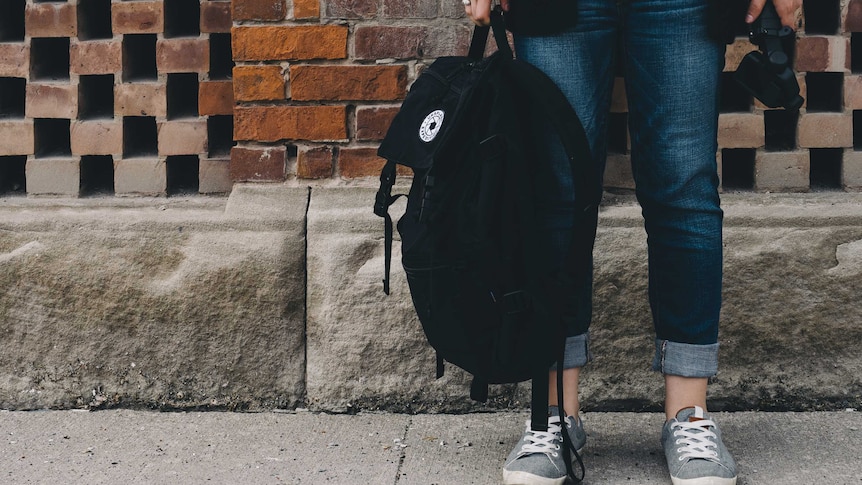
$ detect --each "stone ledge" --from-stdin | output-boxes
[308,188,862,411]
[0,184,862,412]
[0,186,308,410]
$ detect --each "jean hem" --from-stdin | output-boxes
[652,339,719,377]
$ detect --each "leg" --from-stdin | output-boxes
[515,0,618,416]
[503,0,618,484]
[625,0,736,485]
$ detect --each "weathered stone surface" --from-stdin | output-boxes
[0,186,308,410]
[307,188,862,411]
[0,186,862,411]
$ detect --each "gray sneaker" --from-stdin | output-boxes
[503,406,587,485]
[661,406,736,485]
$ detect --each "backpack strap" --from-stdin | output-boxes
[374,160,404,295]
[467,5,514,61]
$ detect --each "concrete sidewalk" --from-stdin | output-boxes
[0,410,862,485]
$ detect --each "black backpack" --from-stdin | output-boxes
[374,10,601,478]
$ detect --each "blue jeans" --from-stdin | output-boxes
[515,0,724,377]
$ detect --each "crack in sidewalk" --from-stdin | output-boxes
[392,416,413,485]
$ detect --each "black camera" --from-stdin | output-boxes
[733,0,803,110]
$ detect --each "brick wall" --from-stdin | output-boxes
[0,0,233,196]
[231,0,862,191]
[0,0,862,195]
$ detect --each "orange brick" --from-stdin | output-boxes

→ STATED EXERCISE
Please output the part of the entries that opens at their very start and closes with the line containing "[0,186,862,411]", reproducing every line verbatim with both ends included. Leave the pictures out of your output.

→ TASK RESPONSE
$ detect --each "stone ledge" --from-stdin | output-boxes
[308,188,862,411]
[0,184,862,412]
[0,186,308,410]
$ detect --each "jean hem" --from-stdin | output-boxes
[652,339,719,377]
$ detect --each "leg" --from-stdin | output-boxes
[515,0,618,416]
[503,0,618,484]
[625,0,736,485]
$ detect --each "weathered stone surface" --from-stdin | output-boxes
[0,186,308,410]
[307,188,862,411]
[0,186,862,411]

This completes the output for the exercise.